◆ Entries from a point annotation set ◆
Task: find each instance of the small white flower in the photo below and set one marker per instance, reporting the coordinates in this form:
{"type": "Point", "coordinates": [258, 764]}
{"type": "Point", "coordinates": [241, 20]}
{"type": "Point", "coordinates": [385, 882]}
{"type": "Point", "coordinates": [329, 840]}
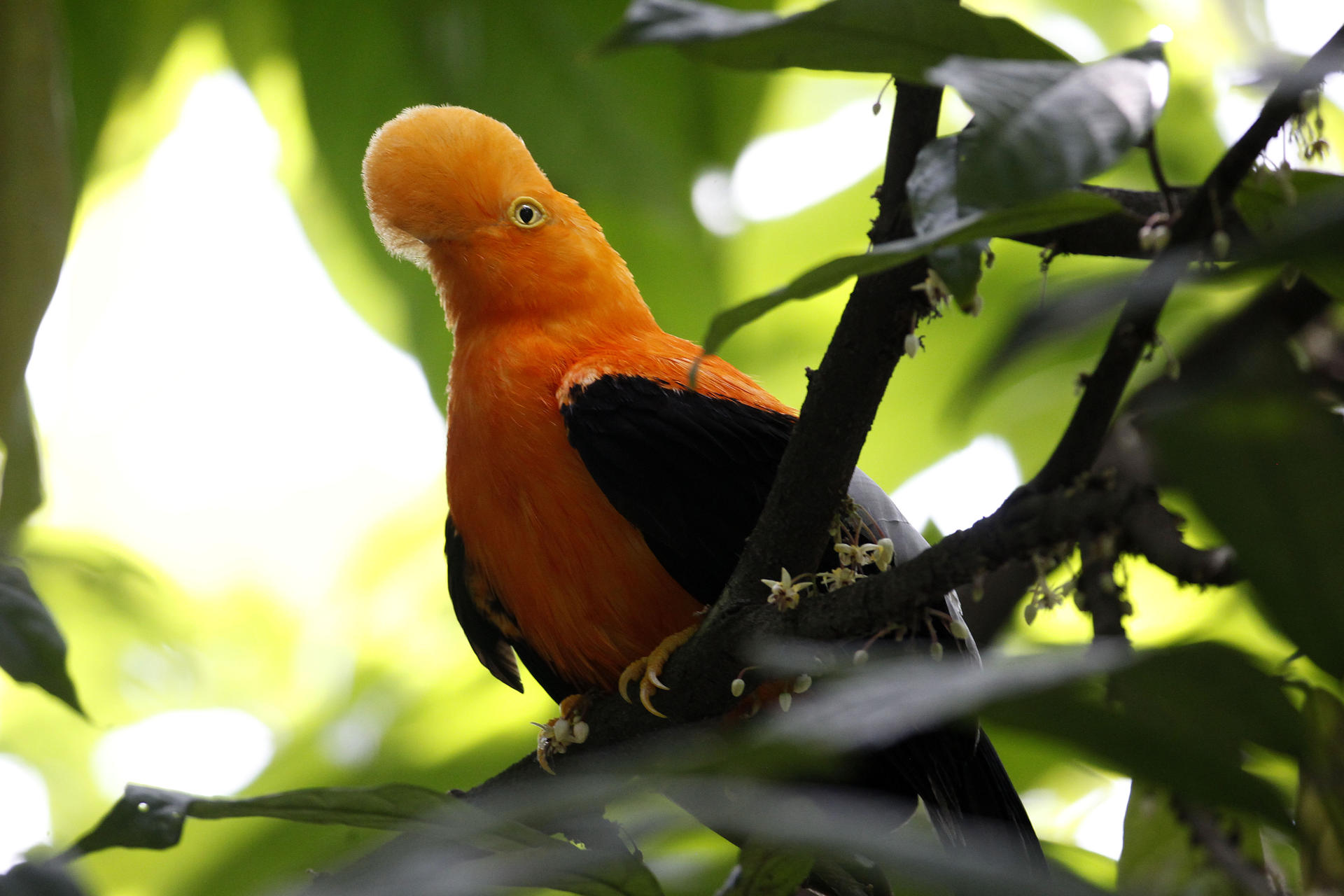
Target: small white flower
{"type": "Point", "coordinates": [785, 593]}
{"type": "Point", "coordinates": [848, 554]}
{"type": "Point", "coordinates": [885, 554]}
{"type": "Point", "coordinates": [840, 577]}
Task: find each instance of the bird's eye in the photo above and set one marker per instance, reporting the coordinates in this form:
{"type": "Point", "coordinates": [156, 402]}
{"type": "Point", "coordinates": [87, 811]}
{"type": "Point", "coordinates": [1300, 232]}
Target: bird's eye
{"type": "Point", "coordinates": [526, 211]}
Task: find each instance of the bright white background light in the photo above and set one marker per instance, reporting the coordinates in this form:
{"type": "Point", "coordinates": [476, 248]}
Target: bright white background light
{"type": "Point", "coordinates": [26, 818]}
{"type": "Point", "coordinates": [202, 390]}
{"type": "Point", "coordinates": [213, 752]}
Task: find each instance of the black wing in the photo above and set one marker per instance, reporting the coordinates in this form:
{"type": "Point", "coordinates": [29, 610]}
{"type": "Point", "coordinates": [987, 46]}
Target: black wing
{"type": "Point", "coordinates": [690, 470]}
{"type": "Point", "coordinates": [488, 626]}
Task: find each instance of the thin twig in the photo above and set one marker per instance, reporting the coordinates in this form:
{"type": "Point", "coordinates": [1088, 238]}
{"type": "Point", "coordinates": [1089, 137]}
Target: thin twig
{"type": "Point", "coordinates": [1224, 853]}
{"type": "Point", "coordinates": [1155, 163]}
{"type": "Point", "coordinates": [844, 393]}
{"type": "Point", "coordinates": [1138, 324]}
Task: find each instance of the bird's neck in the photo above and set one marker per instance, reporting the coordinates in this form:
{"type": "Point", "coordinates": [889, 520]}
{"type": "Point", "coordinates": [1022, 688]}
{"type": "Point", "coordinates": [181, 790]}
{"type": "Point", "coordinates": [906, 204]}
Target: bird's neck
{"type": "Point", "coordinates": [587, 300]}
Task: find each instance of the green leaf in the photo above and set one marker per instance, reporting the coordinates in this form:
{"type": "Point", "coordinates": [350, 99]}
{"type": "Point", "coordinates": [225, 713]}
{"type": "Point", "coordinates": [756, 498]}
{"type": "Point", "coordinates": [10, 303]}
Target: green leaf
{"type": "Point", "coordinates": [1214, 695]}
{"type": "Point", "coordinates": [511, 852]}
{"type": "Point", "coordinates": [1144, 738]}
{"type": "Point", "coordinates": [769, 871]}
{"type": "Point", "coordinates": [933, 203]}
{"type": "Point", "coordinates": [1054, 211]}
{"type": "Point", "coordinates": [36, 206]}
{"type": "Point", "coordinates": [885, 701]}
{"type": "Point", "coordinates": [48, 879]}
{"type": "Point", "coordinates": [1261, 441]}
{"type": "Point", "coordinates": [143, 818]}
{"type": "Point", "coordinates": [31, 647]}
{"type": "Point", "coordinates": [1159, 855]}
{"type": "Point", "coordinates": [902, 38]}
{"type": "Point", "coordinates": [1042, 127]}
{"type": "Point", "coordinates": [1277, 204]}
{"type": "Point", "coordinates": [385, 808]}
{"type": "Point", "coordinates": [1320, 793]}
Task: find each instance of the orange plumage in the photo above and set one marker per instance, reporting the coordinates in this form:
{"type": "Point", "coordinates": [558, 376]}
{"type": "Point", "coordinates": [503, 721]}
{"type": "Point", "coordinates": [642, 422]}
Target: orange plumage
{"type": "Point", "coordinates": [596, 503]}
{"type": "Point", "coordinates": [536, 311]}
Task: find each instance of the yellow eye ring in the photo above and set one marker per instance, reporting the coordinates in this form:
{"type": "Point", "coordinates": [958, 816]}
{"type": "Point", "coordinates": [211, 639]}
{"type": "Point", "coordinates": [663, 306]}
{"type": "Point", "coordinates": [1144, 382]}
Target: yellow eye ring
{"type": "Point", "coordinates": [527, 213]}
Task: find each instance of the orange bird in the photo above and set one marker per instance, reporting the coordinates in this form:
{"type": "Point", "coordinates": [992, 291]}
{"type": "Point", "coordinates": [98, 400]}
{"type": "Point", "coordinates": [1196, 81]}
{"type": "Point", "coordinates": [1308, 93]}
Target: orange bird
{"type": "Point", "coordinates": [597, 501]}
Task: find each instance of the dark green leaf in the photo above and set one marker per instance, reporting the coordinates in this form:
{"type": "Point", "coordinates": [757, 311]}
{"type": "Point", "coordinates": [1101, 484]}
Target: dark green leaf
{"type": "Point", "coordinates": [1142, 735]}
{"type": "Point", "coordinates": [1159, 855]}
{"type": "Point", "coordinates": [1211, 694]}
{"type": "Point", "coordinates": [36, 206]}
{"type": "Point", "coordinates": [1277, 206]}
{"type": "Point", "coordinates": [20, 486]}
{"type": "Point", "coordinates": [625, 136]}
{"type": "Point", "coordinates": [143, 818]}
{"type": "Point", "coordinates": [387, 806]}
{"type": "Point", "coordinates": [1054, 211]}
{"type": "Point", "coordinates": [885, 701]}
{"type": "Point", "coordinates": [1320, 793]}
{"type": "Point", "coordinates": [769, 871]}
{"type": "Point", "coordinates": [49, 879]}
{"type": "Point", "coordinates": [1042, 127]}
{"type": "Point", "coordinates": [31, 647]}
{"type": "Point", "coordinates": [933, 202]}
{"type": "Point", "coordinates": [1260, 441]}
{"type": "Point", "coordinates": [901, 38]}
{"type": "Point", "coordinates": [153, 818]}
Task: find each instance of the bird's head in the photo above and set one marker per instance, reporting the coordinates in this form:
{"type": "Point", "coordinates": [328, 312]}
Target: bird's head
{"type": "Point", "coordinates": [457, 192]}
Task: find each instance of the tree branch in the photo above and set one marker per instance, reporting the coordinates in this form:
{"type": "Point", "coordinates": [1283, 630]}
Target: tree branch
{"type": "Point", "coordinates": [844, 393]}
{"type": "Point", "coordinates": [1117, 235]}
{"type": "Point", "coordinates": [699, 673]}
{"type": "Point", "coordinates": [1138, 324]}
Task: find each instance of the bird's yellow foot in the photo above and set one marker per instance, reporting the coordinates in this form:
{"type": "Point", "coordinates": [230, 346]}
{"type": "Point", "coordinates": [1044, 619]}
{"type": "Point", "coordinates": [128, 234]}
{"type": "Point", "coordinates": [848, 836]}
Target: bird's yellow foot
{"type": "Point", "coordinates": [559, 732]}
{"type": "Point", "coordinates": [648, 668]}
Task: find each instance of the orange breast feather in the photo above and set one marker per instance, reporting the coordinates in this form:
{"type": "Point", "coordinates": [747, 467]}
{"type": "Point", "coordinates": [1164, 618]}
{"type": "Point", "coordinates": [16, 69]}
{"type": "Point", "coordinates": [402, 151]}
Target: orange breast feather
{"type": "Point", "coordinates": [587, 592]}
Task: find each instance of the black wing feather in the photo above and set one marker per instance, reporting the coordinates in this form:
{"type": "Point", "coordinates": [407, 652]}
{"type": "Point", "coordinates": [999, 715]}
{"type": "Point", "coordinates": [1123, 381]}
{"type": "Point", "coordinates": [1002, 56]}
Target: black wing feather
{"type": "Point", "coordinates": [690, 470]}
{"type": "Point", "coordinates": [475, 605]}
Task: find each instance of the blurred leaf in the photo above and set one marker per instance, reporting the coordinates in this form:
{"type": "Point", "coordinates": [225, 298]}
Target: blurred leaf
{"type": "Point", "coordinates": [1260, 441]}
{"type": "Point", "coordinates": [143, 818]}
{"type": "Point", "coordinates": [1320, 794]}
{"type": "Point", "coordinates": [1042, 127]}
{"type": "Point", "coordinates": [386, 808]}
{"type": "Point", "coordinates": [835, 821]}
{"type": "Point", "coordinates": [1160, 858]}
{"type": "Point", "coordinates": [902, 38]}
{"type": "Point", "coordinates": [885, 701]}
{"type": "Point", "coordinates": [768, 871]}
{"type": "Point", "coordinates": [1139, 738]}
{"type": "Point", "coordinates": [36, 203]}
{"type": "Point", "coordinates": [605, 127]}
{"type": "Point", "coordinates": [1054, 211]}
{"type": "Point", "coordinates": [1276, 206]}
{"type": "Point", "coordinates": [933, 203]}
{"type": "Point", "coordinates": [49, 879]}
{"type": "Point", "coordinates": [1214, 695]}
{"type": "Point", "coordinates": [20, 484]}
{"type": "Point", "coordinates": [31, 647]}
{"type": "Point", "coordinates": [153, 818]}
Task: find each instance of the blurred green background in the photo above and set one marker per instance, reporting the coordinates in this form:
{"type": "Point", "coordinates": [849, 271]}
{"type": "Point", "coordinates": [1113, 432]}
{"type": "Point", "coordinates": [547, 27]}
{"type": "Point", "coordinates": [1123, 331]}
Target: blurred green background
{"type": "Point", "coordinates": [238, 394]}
==
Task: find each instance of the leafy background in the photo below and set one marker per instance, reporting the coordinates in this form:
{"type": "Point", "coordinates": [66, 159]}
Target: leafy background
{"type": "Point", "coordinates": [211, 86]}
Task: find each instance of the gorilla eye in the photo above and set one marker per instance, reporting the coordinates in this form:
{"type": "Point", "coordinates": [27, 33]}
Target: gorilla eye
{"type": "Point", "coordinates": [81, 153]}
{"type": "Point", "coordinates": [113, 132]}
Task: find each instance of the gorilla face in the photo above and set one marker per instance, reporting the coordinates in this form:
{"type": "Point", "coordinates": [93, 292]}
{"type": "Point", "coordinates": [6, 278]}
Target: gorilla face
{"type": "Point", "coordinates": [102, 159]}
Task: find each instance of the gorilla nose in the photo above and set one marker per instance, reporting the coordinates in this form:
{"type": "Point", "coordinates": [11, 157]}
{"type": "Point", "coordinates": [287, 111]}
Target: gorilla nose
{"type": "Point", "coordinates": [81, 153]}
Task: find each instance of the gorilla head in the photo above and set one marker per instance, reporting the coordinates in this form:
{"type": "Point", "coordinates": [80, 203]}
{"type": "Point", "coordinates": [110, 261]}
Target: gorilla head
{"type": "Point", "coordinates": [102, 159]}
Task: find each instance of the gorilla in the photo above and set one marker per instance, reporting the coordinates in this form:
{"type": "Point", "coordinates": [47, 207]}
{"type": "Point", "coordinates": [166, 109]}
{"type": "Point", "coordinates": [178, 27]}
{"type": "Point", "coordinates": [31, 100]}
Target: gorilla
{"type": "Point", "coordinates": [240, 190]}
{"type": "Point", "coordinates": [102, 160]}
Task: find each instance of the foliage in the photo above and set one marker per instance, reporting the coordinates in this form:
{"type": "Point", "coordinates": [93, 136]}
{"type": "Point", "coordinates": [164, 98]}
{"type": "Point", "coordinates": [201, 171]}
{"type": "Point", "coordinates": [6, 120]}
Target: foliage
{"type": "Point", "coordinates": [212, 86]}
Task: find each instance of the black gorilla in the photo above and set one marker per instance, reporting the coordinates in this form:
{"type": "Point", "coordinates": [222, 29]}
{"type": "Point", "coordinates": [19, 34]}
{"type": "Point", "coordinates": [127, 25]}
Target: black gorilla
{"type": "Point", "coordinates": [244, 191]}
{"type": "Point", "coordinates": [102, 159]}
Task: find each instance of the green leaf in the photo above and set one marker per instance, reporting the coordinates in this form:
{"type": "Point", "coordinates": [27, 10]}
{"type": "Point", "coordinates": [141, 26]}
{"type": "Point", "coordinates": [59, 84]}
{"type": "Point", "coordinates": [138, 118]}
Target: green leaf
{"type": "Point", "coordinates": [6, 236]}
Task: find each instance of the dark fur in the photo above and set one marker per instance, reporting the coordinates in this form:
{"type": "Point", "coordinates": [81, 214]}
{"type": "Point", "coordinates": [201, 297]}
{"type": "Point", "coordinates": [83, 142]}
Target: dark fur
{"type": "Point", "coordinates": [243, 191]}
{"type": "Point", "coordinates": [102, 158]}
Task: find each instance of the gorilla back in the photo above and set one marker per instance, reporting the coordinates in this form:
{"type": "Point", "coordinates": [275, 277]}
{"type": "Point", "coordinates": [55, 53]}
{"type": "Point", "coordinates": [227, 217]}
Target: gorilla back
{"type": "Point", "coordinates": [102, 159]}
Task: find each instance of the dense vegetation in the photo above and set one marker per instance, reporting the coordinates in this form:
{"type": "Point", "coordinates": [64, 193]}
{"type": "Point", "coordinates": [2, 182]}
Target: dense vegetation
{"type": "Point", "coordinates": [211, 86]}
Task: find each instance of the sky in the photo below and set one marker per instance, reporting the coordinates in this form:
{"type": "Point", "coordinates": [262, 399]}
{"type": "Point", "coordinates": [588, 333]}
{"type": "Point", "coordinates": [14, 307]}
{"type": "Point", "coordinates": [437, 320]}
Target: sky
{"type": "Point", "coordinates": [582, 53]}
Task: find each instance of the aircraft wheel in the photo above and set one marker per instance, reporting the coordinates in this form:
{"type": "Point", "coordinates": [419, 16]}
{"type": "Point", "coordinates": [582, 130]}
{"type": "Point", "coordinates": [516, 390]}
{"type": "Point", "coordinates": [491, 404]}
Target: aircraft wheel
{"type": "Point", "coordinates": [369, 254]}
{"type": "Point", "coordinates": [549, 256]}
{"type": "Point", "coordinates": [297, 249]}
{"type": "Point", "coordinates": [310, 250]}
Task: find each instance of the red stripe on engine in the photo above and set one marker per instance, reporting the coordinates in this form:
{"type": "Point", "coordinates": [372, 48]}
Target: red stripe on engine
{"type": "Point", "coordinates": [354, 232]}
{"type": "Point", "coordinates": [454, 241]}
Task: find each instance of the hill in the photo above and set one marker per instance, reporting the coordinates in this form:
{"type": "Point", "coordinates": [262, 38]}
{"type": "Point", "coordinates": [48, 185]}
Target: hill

◆ Task requirements ◆
Count the lines in the rows above that contain the word "foliage", with case counting, and give only the number.

◆ The solution ◆
2